The input:
---+---
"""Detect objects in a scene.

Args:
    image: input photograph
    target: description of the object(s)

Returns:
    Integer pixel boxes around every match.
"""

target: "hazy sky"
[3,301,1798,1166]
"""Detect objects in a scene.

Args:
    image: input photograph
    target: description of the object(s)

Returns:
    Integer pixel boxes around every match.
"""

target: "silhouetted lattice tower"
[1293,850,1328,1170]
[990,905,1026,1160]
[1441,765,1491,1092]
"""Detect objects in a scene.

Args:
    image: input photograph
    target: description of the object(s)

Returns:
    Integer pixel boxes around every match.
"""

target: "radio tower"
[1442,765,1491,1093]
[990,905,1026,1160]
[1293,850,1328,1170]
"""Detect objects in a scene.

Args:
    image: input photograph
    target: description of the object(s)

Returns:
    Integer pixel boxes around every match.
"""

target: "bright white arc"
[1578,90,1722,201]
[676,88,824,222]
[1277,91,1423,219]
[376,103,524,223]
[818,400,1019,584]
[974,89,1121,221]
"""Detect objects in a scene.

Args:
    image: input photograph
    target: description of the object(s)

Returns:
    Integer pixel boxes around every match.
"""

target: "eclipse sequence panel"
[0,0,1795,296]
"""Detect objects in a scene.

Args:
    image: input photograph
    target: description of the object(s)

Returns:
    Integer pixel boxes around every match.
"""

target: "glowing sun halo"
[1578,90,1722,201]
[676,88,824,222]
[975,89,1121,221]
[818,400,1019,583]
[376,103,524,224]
---+---
Reproduce all entries exactly, leaving each one whole.

"""Detect objects in a scene.

Args:
    image: input photograph
    target: description of the object(s)

Returns:
    Integer pixel boxes around every match.
"""

target: "hazy sky"
[3,301,1798,1166]
"""Detect objects in a scene.

Args:
    image: input photograph
    target: description of the object(s)

Returns:
    Integer pixel boxes around every match.
"""

target: "silhouetted lattice tower"
[1293,850,1328,1170]
[990,905,1026,1160]
[1441,765,1491,1092]
"""Detect objects in a scene.

Args:
    image: input photograph
    target: description of the object(s)

Returns:
    Integer pixel boxes around every match.
"""

target: "radio tower"
[1442,765,1491,1093]
[990,905,1026,1160]
[1293,850,1328,1170]
"""Detect objects in a scene.

Args:
    image: input photograph
    target: description of the object(s)

Returns:
    Integer pixel boxes around every match.
"""

target: "bright white arc"
[1578,90,1722,201]
[676,88,824,222]
[1277,91,1423,219]
[376,103,524,223]
[818,400,1019,584]
[974,89,1121,221]
"""Detect objects in a scene.

Args:
    image: input photograph
    target: description of the object(s)

Returns:
    Integer pixel boxes around every match.
"""

target: "eclipse sequence panel"
[0,0,1795,296]
"""Detect objects in a scene.

Args:
    image: input photograph
    target: description of the object(s)

Returns:
    Integer pixel boxes around every match.
"""

target: "glowing sun halo"
[1578,90,1722,201]
[676,88,824,222]
[975,89,1121,221]
[818,400,1019,583]
[376,103,524,224]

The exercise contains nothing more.